What is being asked: Return, from the data that follows, each line that holds the word "shirt".
***** Supplied information *****
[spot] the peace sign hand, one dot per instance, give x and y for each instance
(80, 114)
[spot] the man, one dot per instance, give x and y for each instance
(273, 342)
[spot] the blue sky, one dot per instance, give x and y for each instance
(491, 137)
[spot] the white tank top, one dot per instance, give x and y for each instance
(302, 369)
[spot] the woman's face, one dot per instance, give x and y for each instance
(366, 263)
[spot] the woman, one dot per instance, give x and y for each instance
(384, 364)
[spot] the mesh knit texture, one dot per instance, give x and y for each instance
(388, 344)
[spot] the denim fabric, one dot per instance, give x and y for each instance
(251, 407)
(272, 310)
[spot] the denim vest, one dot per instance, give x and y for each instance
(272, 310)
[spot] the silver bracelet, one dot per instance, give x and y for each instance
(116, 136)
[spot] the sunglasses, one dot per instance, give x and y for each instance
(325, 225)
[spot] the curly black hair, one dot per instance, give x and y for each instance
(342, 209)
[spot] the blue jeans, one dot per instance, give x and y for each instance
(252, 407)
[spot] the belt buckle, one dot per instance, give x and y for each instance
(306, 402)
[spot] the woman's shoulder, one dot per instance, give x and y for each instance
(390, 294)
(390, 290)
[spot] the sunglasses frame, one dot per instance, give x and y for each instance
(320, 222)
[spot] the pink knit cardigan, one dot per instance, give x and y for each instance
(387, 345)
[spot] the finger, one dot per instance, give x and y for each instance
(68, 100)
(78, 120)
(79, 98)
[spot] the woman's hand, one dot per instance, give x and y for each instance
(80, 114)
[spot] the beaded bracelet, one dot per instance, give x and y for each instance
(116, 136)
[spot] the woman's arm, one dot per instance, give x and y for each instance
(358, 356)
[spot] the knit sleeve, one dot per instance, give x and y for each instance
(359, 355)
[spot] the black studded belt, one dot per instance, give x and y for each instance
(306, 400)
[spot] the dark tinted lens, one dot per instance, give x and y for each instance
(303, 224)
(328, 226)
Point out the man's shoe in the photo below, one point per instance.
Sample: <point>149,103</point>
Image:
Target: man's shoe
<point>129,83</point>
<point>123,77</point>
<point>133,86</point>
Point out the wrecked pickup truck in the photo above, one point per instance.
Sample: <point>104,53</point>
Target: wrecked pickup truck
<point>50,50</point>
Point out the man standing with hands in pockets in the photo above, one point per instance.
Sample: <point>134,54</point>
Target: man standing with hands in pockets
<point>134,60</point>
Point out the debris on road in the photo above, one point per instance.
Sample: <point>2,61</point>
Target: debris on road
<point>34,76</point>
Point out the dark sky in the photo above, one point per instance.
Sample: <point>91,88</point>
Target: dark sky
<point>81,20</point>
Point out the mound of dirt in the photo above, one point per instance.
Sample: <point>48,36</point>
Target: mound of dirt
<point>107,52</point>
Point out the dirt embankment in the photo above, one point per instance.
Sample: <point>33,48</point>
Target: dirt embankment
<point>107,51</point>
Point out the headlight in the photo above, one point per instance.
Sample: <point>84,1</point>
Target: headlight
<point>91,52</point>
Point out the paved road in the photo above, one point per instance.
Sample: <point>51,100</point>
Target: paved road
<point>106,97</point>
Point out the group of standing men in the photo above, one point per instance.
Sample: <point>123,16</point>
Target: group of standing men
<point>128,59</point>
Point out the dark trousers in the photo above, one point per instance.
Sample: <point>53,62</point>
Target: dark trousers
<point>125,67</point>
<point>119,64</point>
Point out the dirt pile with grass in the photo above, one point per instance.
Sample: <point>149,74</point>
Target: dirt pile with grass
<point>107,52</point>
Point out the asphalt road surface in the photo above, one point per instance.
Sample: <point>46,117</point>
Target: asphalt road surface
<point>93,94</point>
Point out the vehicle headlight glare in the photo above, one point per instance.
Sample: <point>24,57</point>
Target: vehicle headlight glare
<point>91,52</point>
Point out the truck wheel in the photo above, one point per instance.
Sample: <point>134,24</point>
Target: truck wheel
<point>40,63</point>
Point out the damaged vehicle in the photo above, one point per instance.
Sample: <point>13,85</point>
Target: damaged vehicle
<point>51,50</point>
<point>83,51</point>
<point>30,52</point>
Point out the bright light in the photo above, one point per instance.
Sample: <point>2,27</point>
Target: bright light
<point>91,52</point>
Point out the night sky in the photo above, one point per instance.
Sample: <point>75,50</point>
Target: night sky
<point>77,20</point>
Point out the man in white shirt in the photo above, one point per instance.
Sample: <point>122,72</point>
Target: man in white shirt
*****
Your solution:
Point out the man in white shirt in the photo above, one point per instance.
Target: man in white shirt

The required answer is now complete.